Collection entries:
■ ■ ■ ■

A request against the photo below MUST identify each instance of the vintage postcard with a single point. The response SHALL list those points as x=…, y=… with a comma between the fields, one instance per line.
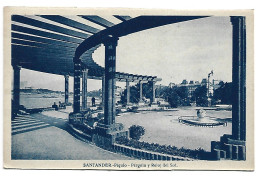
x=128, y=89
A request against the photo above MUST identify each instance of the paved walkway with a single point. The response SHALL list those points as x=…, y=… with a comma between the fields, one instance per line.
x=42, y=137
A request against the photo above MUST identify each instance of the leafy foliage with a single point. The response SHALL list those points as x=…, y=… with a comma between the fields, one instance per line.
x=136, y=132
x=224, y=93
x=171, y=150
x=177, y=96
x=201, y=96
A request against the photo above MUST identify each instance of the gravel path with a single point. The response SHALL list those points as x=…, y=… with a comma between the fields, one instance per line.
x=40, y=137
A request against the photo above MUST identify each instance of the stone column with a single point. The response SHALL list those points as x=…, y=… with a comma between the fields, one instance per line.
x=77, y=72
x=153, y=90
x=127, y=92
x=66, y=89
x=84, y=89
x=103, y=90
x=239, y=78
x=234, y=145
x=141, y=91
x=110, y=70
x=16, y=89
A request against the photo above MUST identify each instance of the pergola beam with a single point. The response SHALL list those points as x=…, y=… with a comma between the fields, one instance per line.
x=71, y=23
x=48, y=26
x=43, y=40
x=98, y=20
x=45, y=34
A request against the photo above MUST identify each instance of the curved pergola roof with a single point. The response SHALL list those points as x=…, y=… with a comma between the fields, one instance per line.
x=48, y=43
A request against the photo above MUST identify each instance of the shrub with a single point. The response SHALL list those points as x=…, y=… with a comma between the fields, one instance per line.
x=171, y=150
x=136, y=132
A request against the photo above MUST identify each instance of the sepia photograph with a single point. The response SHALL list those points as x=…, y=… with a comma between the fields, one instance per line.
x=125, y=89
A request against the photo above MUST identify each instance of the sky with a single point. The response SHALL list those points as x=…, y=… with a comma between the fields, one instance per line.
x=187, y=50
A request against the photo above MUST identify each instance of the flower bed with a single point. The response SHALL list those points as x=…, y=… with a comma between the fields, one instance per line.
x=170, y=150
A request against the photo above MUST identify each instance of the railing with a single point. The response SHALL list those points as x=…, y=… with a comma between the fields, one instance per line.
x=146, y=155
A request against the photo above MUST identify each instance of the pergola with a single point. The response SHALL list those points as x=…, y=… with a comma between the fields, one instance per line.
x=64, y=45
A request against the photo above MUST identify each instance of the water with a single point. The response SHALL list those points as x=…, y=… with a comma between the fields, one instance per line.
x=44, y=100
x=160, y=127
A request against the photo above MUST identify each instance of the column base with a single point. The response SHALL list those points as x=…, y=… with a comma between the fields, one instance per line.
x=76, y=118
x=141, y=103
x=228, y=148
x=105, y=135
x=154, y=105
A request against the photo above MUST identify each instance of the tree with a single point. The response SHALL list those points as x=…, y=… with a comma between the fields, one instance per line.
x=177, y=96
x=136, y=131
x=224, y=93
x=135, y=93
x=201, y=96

■ ■ ■ ■

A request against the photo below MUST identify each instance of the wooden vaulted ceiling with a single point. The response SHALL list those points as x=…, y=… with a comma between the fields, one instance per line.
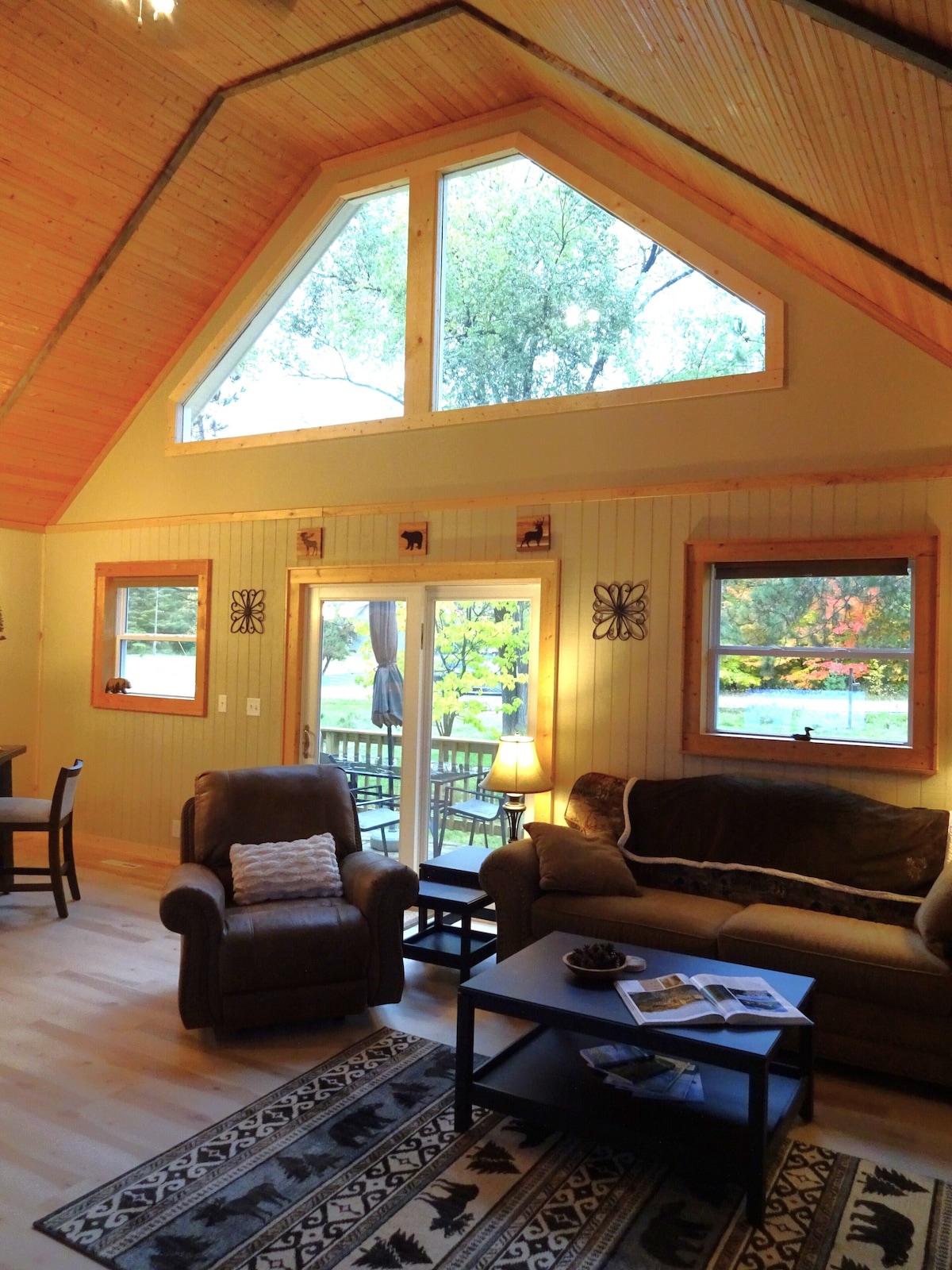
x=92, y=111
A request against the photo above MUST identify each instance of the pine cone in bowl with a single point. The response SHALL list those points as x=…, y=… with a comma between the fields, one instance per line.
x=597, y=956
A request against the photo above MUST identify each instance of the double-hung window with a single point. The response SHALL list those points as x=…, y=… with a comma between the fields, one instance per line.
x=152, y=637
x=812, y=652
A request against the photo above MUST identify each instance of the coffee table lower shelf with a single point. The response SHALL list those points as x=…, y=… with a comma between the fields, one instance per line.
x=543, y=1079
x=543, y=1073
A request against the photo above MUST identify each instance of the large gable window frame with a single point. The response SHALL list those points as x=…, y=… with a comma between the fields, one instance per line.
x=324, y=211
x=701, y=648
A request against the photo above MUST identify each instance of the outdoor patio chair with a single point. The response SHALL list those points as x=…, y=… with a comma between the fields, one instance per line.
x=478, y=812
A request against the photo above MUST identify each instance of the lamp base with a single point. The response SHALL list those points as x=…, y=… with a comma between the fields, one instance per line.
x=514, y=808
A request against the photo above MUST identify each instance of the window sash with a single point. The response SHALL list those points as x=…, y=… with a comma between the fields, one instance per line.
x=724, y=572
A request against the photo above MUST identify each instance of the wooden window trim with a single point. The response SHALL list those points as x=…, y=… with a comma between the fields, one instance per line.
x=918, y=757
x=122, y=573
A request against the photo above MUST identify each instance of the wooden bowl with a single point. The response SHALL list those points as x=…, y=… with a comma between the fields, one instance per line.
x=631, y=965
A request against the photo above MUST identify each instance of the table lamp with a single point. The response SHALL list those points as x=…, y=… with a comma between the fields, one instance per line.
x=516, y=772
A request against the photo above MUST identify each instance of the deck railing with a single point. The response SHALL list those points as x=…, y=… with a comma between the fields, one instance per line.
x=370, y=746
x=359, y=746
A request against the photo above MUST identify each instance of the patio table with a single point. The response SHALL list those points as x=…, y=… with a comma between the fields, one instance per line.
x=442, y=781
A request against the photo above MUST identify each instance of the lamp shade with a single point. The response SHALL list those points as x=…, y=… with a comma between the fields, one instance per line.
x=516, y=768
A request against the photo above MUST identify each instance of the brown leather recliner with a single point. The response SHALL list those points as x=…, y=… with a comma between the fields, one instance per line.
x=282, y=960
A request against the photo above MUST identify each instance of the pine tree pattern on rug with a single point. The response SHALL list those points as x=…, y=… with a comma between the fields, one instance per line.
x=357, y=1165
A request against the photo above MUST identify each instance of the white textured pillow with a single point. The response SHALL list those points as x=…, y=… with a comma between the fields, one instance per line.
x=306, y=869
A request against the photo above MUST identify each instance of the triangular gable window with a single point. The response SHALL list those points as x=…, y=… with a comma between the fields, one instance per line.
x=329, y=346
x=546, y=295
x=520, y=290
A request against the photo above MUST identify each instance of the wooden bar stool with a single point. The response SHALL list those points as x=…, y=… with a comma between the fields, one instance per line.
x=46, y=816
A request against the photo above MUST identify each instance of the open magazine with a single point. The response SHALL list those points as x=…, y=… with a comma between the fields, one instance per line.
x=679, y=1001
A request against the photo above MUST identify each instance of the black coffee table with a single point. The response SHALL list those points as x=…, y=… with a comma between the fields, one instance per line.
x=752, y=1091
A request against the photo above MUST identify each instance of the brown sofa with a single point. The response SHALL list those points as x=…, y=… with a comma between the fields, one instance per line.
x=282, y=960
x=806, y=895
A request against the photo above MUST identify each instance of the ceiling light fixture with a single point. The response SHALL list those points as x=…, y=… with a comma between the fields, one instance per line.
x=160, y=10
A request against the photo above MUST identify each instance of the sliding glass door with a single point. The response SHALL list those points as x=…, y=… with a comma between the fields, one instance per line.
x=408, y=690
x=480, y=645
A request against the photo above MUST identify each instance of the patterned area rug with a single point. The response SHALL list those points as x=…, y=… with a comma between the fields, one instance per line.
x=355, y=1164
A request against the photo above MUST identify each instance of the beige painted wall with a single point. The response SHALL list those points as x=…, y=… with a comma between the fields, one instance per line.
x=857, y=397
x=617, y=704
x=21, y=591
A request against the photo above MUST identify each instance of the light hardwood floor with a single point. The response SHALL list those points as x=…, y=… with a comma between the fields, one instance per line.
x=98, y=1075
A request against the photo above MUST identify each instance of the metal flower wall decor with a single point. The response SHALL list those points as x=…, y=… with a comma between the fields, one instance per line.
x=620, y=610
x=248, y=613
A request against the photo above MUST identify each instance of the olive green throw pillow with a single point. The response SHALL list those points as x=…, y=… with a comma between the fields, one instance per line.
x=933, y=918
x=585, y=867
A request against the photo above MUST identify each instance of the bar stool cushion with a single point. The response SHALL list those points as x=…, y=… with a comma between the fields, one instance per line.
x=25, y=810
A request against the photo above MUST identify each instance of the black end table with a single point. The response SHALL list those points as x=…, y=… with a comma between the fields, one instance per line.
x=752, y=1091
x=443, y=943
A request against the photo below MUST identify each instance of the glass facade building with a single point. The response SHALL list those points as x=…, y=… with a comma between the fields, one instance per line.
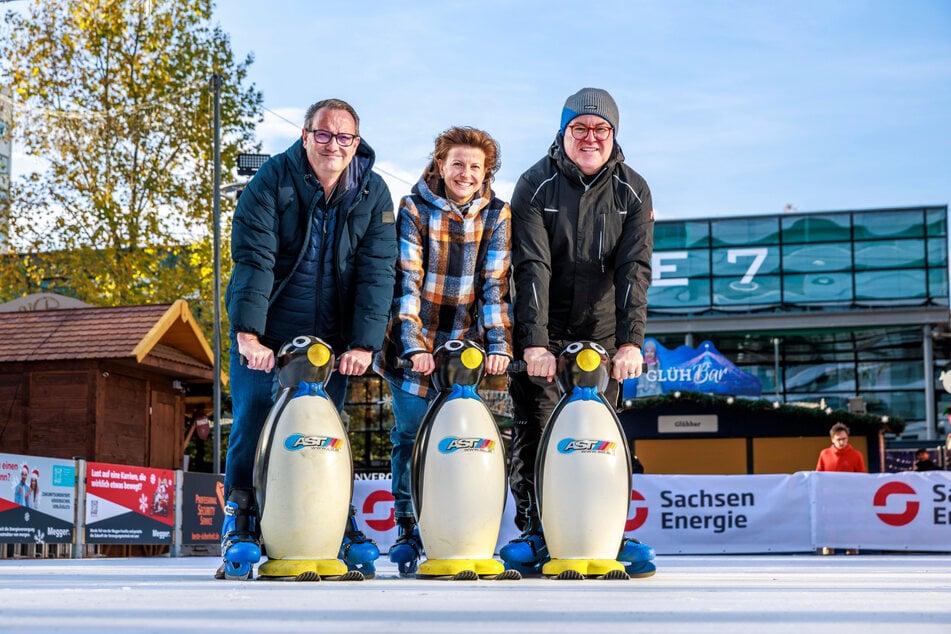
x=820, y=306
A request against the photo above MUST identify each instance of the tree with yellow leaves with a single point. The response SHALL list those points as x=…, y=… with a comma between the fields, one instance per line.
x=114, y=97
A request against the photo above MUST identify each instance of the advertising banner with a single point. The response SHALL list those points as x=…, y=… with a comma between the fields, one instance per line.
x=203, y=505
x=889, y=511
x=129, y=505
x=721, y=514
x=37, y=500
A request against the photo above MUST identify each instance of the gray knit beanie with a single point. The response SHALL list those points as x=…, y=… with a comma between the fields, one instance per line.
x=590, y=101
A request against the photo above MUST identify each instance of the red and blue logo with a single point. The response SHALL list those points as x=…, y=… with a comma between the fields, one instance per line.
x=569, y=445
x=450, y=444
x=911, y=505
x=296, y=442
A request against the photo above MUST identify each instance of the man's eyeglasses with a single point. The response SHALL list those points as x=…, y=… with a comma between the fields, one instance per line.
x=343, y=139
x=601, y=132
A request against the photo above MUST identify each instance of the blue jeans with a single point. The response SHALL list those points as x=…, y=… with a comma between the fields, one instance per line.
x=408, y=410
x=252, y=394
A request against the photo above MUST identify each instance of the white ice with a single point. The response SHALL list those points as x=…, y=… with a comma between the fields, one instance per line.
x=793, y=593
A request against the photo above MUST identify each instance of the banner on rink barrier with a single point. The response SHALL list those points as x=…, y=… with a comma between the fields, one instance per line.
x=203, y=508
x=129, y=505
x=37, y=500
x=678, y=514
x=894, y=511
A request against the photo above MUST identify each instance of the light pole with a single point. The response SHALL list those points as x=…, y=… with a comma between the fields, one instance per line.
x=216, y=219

■ ■ ■ ■

WHAT IS EXPECTED → Output the entries in the stretch from the line containing "the black coffee" through the line containing "x=248, y=613" as a two-column CSV with the headers text and answer, one row per entry. Wrap each field in quotes and turn any line breaks inside it into spaces.

THE COMPLETED TASK →
text,answer
"A request against the photo above MUST identify each instance of the black coffee table with a single point. The response SHALL list those points as x=…, y=… with a comma between the fields, one instance per line.","x=752, y=1091"
"A request against the photo above MUST identify each instance of the brown sofa with a single point. The response SHALL list those points as x=…, y=… with a comma between the fields, one instance per line.","x=282, y=960 x=806, y=895"
"A request against the photo above MUST identify each instance of the ceiling light fixture with a single point. The response SHALL list those points as x=…, y=… with a comma between the fields, one instance per line.","x=160, y=10"
"A request against the photo above MUST identify each instance of the sliding glass door with a single point. The response SHALL list those points as x=…, y=… with a comma between the fields, one instance per line.","x=408, y=690 x=480, y=645"
"A request against the photo above MUST identify each instance of the patterned area rug with a single point. The response SHALL list those points as x=…, y=… with a comma between the fields, one instance per line.","x=355, y=1164"
"A request against the photo above MUST identify each instance of the beige painted wall with a single point. The response SHALL list those points as x=…, y=… with a comma between the fields, one instance per line.","x=857, y=397 x=617, y=704 x=21, y=591"
"A request against the photo above MUST identify each instance of the light hardwood floor with a single point. The response SHALL list those points as x=…, y=… with a comma between the fields, one instance per line.","x=98, y=1075"
"A request against the photo above MUST identify each instance of the metal flower wall decor with a single point. The response SHALL list those points as x=…, y=… with a comma between the fields, one instance per line.","x=620, y=610 x=248, y=613"